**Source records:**
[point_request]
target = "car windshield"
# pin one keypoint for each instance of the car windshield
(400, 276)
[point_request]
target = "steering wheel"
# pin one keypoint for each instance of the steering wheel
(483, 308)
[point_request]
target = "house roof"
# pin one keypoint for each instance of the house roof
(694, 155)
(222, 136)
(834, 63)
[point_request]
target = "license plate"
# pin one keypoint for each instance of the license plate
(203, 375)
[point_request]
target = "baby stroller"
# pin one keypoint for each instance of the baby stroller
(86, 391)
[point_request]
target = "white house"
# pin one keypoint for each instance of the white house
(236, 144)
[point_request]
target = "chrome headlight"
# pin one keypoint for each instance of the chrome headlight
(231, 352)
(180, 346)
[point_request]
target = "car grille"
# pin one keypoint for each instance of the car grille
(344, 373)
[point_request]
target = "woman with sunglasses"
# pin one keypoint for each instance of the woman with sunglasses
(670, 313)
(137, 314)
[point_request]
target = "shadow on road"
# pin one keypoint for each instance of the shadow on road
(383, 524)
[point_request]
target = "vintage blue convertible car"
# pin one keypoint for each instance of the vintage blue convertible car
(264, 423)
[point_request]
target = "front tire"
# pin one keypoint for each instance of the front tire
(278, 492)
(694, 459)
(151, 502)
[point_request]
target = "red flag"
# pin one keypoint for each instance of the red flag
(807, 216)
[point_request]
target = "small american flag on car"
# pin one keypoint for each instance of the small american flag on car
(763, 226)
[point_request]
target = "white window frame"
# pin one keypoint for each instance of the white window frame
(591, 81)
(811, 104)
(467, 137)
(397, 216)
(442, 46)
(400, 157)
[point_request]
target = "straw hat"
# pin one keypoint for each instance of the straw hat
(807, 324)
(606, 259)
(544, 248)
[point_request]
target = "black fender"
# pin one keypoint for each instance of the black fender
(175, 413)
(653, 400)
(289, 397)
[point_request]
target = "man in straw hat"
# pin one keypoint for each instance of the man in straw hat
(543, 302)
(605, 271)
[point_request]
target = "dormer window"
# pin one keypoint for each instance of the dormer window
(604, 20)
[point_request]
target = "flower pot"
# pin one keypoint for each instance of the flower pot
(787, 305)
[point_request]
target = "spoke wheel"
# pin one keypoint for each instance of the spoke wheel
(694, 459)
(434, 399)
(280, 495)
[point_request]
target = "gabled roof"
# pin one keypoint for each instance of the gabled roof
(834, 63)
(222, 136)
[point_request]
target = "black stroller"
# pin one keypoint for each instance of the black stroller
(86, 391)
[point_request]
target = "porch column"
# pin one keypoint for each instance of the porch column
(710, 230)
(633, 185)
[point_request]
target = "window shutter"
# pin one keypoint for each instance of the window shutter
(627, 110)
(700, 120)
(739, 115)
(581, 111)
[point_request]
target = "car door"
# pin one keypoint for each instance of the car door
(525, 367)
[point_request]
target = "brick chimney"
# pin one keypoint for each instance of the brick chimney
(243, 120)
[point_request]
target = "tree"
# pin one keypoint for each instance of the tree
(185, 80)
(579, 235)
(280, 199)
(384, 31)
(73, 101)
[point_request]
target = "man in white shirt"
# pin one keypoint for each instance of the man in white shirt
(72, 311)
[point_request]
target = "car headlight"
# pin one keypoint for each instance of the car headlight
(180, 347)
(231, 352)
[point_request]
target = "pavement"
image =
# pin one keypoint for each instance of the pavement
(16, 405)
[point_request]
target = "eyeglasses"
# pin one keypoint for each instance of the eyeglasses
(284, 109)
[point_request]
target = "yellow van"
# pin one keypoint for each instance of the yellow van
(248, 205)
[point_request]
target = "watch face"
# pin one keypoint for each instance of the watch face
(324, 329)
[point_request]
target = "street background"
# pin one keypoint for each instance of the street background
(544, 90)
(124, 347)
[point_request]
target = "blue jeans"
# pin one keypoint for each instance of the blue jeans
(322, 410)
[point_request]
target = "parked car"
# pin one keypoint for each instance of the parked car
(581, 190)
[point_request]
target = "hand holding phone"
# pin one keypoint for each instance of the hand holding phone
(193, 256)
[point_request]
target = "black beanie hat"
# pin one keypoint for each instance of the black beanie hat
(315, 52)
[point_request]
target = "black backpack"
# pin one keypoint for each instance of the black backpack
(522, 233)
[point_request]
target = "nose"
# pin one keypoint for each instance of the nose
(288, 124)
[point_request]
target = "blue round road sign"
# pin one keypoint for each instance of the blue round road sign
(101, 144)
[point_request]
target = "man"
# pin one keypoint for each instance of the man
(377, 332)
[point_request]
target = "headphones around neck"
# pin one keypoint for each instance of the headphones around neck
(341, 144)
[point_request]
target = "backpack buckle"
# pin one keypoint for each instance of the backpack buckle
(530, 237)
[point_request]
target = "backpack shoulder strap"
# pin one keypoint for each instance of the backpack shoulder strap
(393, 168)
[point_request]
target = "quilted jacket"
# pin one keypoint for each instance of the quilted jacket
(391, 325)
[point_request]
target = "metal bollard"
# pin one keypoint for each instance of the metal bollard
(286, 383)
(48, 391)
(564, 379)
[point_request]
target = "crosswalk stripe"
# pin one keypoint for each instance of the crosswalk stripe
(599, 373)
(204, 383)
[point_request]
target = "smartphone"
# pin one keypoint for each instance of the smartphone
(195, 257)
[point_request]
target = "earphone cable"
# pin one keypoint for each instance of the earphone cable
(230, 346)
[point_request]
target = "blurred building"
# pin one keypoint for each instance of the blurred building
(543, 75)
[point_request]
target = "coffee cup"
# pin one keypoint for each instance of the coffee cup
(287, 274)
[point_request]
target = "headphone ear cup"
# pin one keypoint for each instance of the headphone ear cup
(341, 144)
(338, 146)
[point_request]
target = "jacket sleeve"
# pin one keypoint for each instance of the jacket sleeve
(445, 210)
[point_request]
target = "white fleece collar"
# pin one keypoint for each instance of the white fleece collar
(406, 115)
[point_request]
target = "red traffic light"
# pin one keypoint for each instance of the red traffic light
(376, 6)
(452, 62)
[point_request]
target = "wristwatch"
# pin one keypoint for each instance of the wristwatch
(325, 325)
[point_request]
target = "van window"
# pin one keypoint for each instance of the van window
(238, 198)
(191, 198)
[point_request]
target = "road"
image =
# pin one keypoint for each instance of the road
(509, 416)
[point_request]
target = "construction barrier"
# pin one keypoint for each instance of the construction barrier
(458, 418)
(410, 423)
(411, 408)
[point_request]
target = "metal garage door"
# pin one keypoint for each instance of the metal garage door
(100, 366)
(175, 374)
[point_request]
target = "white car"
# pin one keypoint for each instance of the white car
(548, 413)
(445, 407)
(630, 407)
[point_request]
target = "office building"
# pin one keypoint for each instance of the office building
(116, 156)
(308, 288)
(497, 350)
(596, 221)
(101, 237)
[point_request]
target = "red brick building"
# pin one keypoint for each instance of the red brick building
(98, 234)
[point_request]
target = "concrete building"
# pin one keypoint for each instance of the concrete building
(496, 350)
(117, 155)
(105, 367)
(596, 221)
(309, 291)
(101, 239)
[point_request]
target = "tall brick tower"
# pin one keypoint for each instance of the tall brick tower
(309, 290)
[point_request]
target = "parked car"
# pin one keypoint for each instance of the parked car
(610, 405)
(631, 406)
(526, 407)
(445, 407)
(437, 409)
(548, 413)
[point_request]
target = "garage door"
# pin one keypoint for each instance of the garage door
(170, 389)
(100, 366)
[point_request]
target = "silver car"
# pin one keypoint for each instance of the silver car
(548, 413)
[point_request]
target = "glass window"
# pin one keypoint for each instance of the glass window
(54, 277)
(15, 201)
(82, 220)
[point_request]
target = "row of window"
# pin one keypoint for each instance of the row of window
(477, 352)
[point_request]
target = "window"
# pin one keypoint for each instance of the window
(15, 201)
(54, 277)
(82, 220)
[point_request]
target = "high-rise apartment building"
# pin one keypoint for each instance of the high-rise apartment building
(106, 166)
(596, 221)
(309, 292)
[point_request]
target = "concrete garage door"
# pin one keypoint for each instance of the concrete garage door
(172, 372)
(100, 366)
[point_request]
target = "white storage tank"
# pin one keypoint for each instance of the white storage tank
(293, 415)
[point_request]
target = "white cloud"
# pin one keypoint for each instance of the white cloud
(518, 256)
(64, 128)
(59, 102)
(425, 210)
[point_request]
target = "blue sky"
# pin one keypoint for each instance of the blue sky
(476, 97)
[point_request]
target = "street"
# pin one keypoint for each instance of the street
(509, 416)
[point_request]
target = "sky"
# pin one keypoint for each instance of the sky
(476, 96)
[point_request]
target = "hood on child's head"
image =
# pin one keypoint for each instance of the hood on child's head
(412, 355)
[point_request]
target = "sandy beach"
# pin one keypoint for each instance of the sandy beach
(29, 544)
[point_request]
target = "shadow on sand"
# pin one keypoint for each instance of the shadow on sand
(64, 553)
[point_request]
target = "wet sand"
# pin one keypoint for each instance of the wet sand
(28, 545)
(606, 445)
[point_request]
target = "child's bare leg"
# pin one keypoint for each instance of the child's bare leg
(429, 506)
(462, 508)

**Task requirements:** Collect each line in the rows above that contains the string "crosswalk", and copy every such line unchanged.

**Expected answer:**
target = "crosswalk stripe"
# pin one keypoint for each instance of the crosswalk stripe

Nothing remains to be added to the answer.